Gather every line of the records below that contains the string "story", matching case exactly.

Records from a data source:

———

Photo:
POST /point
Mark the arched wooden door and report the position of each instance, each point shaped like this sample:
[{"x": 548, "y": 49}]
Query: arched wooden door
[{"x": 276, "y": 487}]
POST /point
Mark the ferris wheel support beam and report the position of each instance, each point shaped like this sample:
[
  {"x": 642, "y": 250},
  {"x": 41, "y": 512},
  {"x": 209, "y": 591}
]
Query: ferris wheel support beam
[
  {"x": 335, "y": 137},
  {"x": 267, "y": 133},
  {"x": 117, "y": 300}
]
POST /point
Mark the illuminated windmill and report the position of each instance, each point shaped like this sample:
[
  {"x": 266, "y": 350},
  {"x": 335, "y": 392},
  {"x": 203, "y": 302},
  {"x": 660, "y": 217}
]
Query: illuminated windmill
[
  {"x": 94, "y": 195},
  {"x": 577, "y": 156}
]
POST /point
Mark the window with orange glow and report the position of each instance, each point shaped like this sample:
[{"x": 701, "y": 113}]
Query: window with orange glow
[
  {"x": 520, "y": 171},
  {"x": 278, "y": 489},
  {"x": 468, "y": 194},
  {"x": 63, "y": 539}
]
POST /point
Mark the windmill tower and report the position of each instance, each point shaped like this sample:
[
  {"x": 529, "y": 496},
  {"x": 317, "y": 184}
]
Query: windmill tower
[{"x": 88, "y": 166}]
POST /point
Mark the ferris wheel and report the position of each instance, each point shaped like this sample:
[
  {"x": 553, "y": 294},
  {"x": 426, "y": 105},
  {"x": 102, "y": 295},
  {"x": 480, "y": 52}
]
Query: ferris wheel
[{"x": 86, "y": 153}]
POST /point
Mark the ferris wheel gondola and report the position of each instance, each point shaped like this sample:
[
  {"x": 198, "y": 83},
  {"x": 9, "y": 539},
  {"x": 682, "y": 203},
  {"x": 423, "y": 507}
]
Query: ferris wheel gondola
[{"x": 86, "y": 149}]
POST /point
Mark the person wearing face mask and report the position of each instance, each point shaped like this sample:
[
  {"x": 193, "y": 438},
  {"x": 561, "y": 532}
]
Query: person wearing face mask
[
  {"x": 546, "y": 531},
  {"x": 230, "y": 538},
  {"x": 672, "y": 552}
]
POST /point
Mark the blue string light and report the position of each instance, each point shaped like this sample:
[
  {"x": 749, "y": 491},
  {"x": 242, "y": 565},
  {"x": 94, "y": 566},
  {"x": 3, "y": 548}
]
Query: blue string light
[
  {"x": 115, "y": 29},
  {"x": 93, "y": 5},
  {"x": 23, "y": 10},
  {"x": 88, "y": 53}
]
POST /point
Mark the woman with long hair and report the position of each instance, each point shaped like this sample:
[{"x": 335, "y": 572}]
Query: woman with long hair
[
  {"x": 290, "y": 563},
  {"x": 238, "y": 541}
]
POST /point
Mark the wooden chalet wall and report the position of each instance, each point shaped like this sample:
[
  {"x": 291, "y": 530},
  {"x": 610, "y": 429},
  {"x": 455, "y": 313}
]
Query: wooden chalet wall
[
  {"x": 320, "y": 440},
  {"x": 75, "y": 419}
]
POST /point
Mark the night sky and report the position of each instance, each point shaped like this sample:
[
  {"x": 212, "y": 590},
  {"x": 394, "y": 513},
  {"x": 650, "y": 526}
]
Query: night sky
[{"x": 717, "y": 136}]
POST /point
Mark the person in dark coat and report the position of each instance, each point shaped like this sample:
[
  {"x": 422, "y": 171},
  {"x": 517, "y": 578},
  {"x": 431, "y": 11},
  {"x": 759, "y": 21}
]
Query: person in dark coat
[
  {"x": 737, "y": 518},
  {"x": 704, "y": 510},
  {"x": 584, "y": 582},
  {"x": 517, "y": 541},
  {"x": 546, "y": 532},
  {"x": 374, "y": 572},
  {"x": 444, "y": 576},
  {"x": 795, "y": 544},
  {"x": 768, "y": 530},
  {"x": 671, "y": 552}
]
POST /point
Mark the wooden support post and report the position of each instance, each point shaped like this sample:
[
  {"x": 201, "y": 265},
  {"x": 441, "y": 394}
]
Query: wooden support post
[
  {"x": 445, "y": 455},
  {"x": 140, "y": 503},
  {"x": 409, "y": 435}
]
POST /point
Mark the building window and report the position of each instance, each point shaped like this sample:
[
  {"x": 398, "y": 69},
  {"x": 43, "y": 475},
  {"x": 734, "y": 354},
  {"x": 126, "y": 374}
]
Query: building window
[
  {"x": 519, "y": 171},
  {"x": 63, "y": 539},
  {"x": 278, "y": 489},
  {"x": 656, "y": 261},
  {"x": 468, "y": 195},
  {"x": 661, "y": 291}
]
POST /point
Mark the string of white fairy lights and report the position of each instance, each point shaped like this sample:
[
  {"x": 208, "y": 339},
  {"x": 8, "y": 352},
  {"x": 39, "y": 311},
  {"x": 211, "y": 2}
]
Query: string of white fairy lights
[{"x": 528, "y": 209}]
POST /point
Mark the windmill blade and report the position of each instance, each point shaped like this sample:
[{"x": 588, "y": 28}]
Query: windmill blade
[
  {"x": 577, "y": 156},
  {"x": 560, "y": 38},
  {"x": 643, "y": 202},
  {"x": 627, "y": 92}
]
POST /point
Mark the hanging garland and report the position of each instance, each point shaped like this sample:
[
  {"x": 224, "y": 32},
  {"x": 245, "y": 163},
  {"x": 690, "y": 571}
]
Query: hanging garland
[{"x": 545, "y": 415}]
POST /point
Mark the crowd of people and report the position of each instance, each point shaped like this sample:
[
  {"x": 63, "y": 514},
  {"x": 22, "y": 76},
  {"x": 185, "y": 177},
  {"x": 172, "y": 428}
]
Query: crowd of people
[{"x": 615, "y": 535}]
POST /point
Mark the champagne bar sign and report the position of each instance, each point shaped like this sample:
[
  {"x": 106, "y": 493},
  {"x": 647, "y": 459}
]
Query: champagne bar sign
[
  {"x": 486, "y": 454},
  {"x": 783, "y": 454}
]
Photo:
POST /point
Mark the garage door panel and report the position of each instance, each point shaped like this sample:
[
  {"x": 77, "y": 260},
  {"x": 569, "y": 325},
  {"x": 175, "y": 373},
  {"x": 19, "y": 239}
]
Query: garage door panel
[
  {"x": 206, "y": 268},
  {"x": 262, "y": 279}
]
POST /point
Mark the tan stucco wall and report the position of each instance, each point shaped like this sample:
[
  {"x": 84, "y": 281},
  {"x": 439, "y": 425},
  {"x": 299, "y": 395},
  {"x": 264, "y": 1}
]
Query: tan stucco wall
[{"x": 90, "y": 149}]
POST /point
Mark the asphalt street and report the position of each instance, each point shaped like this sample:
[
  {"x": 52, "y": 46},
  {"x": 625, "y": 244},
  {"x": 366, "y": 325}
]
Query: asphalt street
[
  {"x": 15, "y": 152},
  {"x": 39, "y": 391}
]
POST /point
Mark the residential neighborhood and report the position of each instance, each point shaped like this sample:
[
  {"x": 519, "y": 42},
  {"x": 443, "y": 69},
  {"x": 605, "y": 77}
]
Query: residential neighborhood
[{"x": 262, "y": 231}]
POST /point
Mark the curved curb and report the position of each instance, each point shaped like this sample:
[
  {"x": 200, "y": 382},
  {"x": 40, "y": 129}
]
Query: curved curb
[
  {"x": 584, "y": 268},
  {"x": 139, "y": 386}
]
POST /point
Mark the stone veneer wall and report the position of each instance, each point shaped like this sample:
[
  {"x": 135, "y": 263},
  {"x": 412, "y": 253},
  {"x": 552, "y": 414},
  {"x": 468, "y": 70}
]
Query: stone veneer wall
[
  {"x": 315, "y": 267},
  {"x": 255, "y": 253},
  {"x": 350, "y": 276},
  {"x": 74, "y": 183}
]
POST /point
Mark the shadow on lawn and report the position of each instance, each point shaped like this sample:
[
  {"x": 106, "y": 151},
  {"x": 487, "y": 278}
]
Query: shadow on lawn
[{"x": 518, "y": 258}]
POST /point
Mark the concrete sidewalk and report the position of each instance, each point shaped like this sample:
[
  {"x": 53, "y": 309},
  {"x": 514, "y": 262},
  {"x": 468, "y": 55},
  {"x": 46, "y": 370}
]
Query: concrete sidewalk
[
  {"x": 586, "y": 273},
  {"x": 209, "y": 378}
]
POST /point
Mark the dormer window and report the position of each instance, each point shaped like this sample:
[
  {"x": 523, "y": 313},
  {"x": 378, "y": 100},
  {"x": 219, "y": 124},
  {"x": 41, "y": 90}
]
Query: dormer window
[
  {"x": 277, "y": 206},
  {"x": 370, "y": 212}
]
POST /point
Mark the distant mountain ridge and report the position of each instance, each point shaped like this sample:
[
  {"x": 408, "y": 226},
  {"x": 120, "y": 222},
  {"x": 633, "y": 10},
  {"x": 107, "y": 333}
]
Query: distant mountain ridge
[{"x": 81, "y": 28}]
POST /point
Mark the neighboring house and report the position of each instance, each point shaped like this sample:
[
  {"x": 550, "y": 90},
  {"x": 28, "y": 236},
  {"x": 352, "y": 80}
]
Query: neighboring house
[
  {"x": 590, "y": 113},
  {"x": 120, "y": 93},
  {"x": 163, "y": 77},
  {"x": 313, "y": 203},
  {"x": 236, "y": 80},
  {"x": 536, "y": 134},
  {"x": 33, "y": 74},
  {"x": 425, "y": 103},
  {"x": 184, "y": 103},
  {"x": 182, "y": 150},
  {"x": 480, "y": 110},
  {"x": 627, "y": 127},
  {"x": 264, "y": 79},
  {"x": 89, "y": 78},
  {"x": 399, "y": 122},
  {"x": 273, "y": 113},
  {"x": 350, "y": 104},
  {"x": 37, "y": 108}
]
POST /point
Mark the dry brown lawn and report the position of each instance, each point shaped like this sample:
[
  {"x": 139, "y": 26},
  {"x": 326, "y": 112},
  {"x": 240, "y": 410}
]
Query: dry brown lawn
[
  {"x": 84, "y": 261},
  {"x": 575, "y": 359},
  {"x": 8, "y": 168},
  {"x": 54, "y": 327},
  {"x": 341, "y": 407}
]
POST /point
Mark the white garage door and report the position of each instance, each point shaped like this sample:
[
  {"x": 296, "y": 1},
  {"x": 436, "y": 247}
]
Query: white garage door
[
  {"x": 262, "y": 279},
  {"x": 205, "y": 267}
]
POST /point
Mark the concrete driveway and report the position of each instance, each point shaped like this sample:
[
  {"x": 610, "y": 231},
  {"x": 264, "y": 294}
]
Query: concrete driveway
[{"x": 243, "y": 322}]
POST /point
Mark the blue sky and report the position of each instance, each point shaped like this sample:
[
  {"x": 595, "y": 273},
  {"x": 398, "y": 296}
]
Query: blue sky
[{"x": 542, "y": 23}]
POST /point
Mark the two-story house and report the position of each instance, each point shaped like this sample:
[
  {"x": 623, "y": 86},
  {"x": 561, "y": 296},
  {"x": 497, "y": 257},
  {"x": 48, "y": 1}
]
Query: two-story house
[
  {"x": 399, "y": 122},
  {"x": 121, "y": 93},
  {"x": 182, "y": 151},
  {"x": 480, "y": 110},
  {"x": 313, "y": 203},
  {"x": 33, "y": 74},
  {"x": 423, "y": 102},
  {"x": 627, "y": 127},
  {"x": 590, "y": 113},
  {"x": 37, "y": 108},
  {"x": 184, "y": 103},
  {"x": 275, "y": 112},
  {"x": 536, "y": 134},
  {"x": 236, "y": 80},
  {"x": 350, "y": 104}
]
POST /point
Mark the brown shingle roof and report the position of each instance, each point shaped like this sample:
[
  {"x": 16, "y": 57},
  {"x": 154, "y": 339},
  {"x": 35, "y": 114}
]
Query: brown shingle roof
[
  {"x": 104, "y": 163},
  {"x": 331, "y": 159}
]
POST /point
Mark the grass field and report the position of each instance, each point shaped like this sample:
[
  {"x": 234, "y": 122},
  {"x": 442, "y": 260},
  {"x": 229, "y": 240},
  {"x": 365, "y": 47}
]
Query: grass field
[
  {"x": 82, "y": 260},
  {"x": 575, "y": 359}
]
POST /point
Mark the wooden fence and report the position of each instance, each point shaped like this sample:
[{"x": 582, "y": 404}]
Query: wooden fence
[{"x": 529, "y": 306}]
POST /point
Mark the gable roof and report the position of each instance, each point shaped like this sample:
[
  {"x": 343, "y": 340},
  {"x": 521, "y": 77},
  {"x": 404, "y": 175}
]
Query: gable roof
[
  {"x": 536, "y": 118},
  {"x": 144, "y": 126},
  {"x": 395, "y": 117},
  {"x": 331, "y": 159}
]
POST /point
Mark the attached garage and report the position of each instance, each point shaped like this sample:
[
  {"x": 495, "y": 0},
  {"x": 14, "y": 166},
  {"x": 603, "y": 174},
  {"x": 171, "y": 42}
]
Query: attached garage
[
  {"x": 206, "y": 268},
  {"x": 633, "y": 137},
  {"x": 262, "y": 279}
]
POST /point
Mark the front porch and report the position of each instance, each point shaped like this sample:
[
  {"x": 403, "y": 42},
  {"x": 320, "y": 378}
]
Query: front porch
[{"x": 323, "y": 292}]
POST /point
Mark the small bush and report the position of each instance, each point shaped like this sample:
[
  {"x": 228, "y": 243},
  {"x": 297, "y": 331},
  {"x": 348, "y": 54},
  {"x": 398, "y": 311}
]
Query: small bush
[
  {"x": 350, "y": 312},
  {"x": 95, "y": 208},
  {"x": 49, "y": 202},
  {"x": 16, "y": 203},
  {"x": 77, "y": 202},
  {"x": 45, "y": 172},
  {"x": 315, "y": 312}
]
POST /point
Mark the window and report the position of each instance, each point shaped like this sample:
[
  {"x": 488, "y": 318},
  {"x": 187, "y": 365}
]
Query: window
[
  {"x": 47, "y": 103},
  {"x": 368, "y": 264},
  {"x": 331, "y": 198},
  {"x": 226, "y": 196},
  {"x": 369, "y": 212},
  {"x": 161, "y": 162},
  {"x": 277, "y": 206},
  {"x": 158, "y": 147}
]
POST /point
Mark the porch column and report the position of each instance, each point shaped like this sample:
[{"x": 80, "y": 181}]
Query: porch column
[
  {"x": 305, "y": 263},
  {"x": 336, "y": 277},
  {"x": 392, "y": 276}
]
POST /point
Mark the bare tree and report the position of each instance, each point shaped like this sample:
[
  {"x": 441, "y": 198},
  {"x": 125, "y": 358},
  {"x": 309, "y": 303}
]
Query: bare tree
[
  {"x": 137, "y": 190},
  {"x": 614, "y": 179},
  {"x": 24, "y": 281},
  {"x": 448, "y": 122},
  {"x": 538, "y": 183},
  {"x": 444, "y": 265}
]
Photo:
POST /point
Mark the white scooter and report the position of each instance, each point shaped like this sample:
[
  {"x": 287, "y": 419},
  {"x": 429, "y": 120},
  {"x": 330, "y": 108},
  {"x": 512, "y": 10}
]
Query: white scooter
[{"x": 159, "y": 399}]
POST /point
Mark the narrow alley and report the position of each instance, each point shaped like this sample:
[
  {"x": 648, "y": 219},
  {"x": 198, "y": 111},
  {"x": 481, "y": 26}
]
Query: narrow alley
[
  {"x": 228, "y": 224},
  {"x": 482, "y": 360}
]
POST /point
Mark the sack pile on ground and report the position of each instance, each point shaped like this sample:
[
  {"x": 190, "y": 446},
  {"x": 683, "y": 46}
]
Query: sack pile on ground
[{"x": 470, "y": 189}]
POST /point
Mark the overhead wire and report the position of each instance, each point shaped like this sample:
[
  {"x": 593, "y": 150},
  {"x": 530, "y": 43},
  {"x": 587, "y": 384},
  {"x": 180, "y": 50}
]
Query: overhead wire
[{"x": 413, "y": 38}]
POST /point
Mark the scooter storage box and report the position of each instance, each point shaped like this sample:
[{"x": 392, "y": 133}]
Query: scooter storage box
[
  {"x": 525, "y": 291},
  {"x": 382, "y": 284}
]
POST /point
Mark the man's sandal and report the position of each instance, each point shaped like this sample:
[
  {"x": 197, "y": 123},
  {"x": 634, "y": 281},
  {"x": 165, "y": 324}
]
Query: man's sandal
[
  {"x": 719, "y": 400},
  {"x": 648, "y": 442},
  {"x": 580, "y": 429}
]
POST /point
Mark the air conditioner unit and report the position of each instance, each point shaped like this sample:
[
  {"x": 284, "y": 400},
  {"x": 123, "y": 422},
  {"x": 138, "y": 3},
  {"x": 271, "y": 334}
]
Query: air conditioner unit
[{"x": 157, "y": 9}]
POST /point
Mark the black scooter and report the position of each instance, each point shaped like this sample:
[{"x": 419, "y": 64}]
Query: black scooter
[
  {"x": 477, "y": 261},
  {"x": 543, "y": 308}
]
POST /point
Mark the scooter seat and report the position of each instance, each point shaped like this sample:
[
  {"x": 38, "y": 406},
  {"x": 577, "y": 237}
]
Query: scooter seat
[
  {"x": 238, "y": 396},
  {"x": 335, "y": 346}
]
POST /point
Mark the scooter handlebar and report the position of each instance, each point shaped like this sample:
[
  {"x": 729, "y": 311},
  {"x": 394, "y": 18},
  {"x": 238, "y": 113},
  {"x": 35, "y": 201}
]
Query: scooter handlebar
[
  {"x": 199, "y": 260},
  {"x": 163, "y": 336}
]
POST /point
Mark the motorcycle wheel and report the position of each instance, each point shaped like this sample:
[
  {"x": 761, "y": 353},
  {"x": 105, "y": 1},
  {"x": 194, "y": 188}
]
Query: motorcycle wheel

———

→ **Solved problem**
Mark the two-story house and report the position of each instance, each point shaped like this sample:
Query: two-story house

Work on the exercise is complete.